Page excerpt below:

Am I crazy, or is there some kind of actual rule whereby no horror franchise may make two good movies in a row?
Take "Blade." First one, OK. Second one, kind of awesome, probably because director Guillermo del Toro appears to know the complete history of everything ever, including what makes for a rocking vampire movie. (Seriously, listen to one of his DVD commentaries sometime. You'll learn so much you'll probably go out and found a religion. Also, you'll wonder whether there are any states in which it's legal to marry an accent. There aren't.) Then "Blade 3" went and squandered all that by being all not very good.
The "Return of the Living Dead" series went a different way, being hilarious the first time out, pure '80s cheese the second, and returning to form with the third. Who knows what's up with the Freddy and Jason series. With those, it's like someone would make a good one, then other people would use that as an excuse to make money for a couple uninspired movies until someone else said "Hey! Remember when these used to be good? I think I'll make a cool Jason/Freddy movie! Pretty novel, right?"
"Resident Evil: Extinction" is in an unlucky spot, then, because "RE 2" was pretty ass-kicking. In a noble effort to match the second entry, "Extinction" actually kicks off with Milla Jovovich naked in a shower curtain. Those are some great instincts from director Russell Mulcahy, but that's about as high as the movie ever gets.
After some business about how that ne'er-do-well Umbrella Corporation's been cloning Jovovich for its own mysterious reasons, Jovovich wanders around a desolated America for a while, fighting humans gone feral and zombie dogs in a scene that looks way too much like the time she fought the zombie dogs in the first "Resident Evil" and it kind of looked like "The Matrix."
Meanwhile, a caravan led by Ali Larter rolls around the country trying to find a safe haven in the ruins of civilization while meanwhile, Umbrella Corp. scientist and Chief Executive Jerk Iain Glen tries to find a way to alter the T-virus to turn the infected into docile slaves. Dastardly.
Rather than tying these three threads together to create tension or a story, though, the script is content to let them play out on their own for an extremely long time. Eventually, they begin to intersect, but by then we've been running with a skeleton plot for nigh-on half the movie.
On the other hand, "Extinction" is really, really loud, so it's got that going for it. The dialogue's mixed at a normal level, but the gunshots, explosions, and even falling glasses are so noisy it's as if they're intended to liquefy your brainstem.

End of Page excerpt.

→ Instructions
[1] According to the review, who directed "Resident Evil: Extinction"?
[2] Reproduce the review verbatim from "Rather than tying" to "liquefy your brainstem.".
[3] Name every actor mentioned in the review.
The records after the review aren't needed.

Data provided below:

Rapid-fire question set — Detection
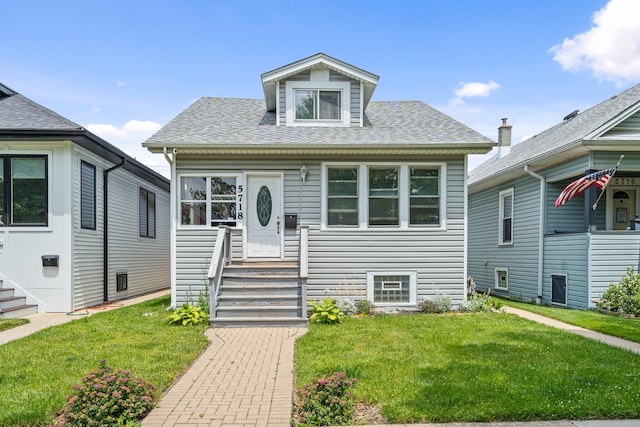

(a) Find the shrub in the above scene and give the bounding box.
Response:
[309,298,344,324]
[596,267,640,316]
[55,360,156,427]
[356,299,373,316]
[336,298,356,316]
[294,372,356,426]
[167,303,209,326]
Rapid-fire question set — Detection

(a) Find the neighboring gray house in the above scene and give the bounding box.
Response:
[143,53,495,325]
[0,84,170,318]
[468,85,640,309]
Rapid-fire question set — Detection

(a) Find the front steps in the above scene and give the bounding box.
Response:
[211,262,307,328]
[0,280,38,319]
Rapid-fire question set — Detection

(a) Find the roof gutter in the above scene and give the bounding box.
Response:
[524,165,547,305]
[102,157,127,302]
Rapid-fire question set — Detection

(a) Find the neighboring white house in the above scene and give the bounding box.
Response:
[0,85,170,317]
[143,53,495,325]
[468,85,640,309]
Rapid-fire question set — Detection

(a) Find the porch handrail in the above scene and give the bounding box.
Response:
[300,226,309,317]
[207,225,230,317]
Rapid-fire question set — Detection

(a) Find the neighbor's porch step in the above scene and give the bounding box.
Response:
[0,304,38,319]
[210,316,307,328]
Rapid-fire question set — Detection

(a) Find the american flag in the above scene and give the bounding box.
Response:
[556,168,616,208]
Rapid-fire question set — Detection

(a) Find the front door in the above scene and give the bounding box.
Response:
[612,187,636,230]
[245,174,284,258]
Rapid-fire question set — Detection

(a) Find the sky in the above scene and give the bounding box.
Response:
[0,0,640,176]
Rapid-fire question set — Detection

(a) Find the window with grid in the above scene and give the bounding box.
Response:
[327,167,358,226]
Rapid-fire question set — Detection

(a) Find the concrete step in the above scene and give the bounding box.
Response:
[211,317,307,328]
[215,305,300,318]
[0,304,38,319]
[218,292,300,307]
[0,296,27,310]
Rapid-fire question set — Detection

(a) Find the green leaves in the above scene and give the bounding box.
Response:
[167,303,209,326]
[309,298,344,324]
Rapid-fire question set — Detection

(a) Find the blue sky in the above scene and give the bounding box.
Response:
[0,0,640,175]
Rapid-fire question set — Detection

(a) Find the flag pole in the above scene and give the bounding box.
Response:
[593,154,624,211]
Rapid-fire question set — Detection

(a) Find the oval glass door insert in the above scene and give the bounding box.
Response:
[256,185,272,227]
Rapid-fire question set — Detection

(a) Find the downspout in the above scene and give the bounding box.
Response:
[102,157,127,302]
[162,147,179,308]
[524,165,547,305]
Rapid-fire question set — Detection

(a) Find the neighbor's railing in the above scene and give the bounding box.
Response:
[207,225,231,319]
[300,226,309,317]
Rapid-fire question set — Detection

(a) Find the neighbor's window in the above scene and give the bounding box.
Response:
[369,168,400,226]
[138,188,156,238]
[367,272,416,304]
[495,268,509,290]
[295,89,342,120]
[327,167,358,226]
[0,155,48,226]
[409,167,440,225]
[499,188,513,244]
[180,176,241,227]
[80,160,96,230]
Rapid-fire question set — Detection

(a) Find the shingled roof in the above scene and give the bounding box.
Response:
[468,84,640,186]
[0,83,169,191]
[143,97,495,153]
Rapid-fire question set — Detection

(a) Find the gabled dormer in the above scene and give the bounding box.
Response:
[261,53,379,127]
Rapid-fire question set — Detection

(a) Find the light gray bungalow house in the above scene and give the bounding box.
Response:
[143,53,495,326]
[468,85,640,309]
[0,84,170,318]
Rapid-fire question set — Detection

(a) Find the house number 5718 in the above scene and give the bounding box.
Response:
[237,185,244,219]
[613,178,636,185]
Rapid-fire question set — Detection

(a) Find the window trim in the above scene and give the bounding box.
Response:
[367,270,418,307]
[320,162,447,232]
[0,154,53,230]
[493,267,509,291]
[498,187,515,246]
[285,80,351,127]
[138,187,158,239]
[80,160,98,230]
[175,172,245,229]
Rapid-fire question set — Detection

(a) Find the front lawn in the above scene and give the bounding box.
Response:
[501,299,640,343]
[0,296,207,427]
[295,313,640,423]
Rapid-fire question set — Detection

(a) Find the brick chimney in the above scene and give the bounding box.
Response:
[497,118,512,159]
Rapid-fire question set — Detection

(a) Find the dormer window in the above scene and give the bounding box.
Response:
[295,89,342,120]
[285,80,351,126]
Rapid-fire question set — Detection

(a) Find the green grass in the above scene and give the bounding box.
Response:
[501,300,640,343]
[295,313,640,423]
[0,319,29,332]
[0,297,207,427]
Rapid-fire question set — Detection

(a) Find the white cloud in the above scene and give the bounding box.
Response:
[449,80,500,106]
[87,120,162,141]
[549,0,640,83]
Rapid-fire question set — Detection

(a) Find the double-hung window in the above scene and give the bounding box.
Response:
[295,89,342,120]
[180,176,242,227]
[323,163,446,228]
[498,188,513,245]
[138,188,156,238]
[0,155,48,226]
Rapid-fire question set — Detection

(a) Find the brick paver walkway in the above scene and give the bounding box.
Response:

End of Data provided.

→ Answers given
[1] Russell Mulcahy

[2]
Rather than tying these three threads together to create tension or a story, though, the script is content to let them play out on their own for an extremely long time. Eventually, they begin to intersect, but by then we've been running with a skeleton plot for nigh-on half the movie.
On the other hand, "Extinction" is really, really loud, so it's got that going for it. The dialogue's mixed at a normal level, but the gunshots, explosions, and even falling glasses are so noisy it's as if they're intended to liquefy your brainstem.

[3] Milla Jovovich, Ali Larter, Iain Glen